[Start Reading passage]

Thursday 5 November 2009

My One Year Anniversary!

Writer’s block again? NOPE. I’ve just been extremely busy with getting my business going and needed to work through a couple of emotional phunks.

I have been in this city for a year now and feel very settled in. Recently I was asked by a new acquaintance if I had made any friends since I moved and the immense smile that spilled onto my face caused me to reflect on the tight group of loving friends that I have in Chicago. I feel very blessed to have attracted the cream of Chicago’s society. I want to take this moment to acknowledge an amazing individual, my dear friend, Adam McLain. Adam was and is a powerful instrument, not only in my life but everyone else that knows him. He is a gateway to the cream of inspiring like-minded individuals that live in this city. His positive, loving character is so contagious that you want to be around his energy all the time.

My business is finally taking flight and I hired my first two employees a couple of weeks ago. It’s not easy to pick up and leave a west coast lifestyle, especially the cream of San Diego and Puerto Vallarta but God- it’s REALLY EXCITING to see what tomorrow brings. It can be a very hard and sorrowful day OR it can be the best day of YOUR Life! I would have never imagined 18 months ago that I would be A) living on Lake Shore Drive and B) owning my own company. More importantly, I would have NEVER, in a million years, imagined that it would take the loss of the greatest love of my life to have such an extraordinary life. So many ask why the hell would I leave San Diego and my work in Puerto Vallarta to start all over in Chicago? My youngest brother Randy of eighteen years old committed suicide by a gunshot wound to his head on August 25th 2008 around 1p. The day of his funeral I offered my Mother to do her hair and she said she hadn’t washed it since Randy’s death. I stepped into the shower with my Mother and washed her hair. Five minutes later my nephew Noah climbs into the shower with us butt-naked and asks that I wash his hair too. That was the moment I decided to move back home after eleven years. I don’t want to miss the next opportunity to wash my loved one’s hair.

I miss my brother so very, very much and I feel extremely blessed to be his sister, to be my father and mother’s daughter, to be an aunt… to be your friend. Thank you and MAKE IT A GREAT DAY! It was created just for you :-)

p.s. To my friends in San Diego & Puerto Vallarta, I miss and love you all. Thank you for CONSTANTLY being in contact and for all the special trips many of you have taken to Chicago to be with me. I will visit you soon when the winter has settled in.

Friday 17 July 2009

Writer's Block?

Not necessarily. It has been three and a half months since my last post and I apologize for neglecting my writing. It’s not that I don’t have anything going on, I have plenty but the interesting subjects in my life involve men and dating or topics I hesitate to disclose.
My ex-husband sent me a text one evening asking that I please don’t write about our sexless marriage and, to post a disclaimer that during our relationship I had lesbian tendencies that didn’t coincide with his 14 lb. you know what. He always managed to make me laugh. For example, a year ago I placed a call to him out of the blue (it had been five years since we last spoke). I had wanted to apologize to him for making him out to be a jerk and take responsibility for the role I played in the failure of our marriage. When he answered I said “Hi, it’s Sandi”
His silence prompted me to state my full name upon which he replied “Ah! You’ve come crawling back!” I couldn’t help but crack up.

[End Reading passage]

## The request
Would you carry on the blog post above, picking up right after its final sentence?

[Start Raw data]

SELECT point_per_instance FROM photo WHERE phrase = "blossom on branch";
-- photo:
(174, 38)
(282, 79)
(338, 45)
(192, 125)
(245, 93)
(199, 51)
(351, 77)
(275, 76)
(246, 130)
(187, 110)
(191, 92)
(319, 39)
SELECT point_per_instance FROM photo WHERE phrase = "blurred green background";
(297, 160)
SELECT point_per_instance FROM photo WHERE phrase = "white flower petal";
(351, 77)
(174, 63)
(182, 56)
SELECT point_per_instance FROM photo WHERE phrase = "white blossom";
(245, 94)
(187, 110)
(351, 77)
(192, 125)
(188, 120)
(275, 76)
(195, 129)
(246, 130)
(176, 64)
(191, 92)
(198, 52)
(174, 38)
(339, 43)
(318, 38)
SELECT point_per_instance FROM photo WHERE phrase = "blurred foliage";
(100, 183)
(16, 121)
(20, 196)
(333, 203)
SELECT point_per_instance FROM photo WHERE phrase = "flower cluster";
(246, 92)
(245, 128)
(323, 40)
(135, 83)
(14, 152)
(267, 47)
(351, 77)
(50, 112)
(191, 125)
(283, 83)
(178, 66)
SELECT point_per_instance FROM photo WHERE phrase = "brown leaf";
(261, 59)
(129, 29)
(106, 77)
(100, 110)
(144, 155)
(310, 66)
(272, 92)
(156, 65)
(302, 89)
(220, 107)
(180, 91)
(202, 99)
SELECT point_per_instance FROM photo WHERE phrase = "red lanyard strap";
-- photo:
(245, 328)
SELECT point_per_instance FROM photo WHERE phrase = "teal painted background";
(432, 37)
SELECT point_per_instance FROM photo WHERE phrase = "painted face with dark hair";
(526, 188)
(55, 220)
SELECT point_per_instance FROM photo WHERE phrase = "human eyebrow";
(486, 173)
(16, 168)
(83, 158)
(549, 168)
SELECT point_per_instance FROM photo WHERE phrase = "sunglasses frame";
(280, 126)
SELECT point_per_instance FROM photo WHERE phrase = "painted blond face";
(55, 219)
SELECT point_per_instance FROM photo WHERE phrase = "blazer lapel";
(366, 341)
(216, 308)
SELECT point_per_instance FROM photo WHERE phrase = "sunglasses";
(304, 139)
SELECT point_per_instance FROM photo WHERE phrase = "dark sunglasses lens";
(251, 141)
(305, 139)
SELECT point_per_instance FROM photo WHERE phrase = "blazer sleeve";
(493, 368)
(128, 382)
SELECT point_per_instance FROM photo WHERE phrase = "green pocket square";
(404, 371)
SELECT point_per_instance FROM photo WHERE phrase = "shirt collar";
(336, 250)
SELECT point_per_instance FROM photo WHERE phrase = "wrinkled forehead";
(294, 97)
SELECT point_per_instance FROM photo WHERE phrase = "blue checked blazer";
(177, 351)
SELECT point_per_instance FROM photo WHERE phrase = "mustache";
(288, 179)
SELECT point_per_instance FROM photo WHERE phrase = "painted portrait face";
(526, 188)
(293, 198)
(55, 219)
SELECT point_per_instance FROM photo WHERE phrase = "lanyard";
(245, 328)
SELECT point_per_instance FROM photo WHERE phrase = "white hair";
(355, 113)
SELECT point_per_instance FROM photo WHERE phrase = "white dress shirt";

[End Raw data]

## Result of this task
I had the pleasure of catching up with him on my recent trip back to San Diego last month and feel very blessed to have had shared the wonderful experience of marriage with him. Now back to my reason of not blogging.
So last week I, along with my friends Tracy, Erin, and Patricia, attended a last minute casting call for a reality show based on four single girlfriends living in Chicago… a Sex and The City spin-off. Tracy and I were contacted the night before with the request to attend and while I was contemplating it, Tracy jumped on it. The following morning we found ourselves answering a six page personal questionnaire regarding our friendship and dating history with a 3pm appointment set for us four to attend. Patricia wasn’t physically available but they agreed to shoot our interview while holding a laptop between the three of us so the camera could catch Patricia on Skype webcam. The first question was for each of us to state which character of Sex and The City we most resemble. Mine was a combination of Charlotte and Samantha.
Along with my deep esteem for the late Audrey Hepburn, I make it a point to carry myself with class, style, and charm BUT it doesn’t take away from the pleasure I have in being sensual. During our individual interviews, I found it very easy to disclose a couple of past events involving my sexual adventures. I’m finally at a point in my life where I feel extremely comfortable with my body and my natural desires, plus discovering what works for me and bold enough to request it.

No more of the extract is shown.